PROMPT 1:
Answer these questions using the Sunshine Showdown text.
(a) Who is listed as the top scorer, and with how many?
(b) In which place are the Dolphins headquartered?
(c) What nickname of Queensland does the name of the event reflect?
PROMPT 2:
Reproduce word for word the portion of the Sunshine Showdown text starting with "- Stadiums: Suncorp" and going on through "(NRL) in 2023.".

READING TEXT:
** start **
Sunshine Showdown
- Location: South-East Queensland
- Teams: Gold Coast Titans Dolphins
- First meeting: Dolphins 28 – 26 Titans (23 April 2023)
- Latest meeting: Dolphins 24 – 20 Titans (4 September 2026)
- Stadiums: Suncorp Stadium Cbus Super Stadium

Statistics
- Total meetings: 8
- Most wins: Dolphins (7)
- Top scorer: Jamayne Isaako (28)
- All-time series: Dolphins: 7 wins Titans: 1 win
- Largest victory: Dolphins – 26 points (5 April 2025)

= Sunshine Showdown (rugby league) =

Rugby league contests

The Sunshine Showdown the name given to professional rugby league matches between the Gold Coast Titans and the Dolphins, since the latter side first entered the National Rugby League (NRL) in 2023.

Both teams are based in South-East Queensland, Australia, with the Dolphins headquartered in Redcliffe, playing their home games in Suncorp Stadium, Brisbane, as well as Kayo Stadium, although they have only hosted the Titans at Suncorp Stadium. The name of the event reflects the nickname of Queensland as the "Sunshine State".
** end **
(Raw records)
** start **
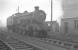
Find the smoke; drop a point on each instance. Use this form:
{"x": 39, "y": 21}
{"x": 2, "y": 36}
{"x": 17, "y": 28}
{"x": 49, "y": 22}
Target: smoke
{"x": 57, "y": 10}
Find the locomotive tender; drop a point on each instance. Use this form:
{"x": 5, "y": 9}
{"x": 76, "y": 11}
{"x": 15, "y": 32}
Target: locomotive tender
{"x": 29, "y": 23}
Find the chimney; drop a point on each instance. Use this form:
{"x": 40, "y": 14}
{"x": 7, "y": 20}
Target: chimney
{"x": 36, "y": 8}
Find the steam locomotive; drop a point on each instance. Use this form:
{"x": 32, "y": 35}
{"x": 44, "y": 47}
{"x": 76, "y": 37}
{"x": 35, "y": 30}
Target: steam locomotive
{"x": 29, "y": 23}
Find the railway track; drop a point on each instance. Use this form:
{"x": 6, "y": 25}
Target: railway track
{"x": 16, "y": 44}
{"x": 49, "y": 41}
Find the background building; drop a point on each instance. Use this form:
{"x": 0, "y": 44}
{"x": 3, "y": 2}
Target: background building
{"x": 69, "y": 25}
{"x": 70, "y": 8}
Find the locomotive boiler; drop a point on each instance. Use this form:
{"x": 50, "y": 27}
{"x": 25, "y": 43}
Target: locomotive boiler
{"x": 29, "y": 23}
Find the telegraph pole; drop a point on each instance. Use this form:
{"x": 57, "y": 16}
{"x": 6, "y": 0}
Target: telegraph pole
{"x": 51, "y": 10}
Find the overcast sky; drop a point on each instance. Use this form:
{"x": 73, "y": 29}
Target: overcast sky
{"x": 9, "y": 7}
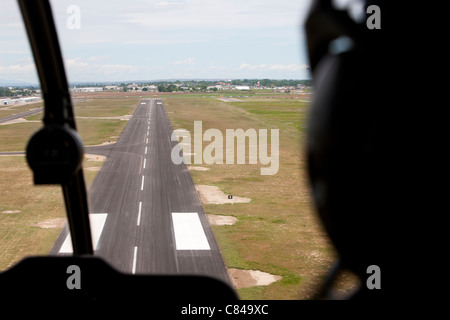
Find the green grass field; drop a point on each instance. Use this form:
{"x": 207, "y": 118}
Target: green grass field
{"x": 278, "y": 231}
{"x": 24, "y": 205}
** end **
EXERCISE SOLUTION 1:
(a) Jamayne Isaako, with 28
(b) Redcliffe
(c) The "Sunshine State"

EXERCISE SOLUTION 2:
- Stadiums: Suncorp Stadium Cbus Super Stadium

Statistics
- Total meetings: 8
- Most wins: Dolphins (7)
- Top scorer: Jamayne Isaako (28)
- All-time series: Dolphins: 7 wins Titans: 1 win
- Largest victory: Dolphins – 26 points (5 April 2025)

= Sunshine Showdown (rugby league) =

Rugby league contests

The Sunshine Showdown the name given to professional rugby league matches between the Gold Coast Titans and the Dolphins, since the latter side first entered the National Rugby League (NRL) in 2023.